[Text-to-region grounding data]
————

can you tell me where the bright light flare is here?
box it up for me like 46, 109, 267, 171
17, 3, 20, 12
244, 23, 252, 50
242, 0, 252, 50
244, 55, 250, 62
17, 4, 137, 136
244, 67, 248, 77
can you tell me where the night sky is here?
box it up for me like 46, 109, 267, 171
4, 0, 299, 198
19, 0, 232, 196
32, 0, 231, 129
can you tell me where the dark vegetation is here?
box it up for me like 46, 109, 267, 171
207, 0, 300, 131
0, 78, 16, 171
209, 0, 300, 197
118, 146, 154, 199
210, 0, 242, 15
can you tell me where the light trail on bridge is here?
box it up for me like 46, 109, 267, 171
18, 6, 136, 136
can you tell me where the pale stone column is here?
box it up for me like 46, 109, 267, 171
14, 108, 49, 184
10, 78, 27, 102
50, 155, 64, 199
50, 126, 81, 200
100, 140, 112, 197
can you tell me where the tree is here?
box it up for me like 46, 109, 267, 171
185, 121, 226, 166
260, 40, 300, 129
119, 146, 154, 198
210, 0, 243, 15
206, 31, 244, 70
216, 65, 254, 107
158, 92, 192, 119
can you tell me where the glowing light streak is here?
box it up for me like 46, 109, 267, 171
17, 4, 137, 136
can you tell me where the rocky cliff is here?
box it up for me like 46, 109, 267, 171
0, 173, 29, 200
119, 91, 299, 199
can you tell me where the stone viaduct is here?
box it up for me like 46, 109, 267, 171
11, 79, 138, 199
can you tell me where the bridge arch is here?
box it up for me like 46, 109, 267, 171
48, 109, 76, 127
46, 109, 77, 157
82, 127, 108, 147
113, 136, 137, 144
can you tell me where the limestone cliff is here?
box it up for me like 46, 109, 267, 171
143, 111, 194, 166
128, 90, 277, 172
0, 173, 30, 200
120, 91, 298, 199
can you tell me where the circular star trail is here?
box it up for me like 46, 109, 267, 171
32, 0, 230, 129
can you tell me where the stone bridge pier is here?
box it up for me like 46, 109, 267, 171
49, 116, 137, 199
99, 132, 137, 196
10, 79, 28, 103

————

**Directions**
A complete answer gives every line of the data that includes "trail".

**Answer below**
can you tell me where the light trail on bridge is here?
can you tell me where the circular star trail is here?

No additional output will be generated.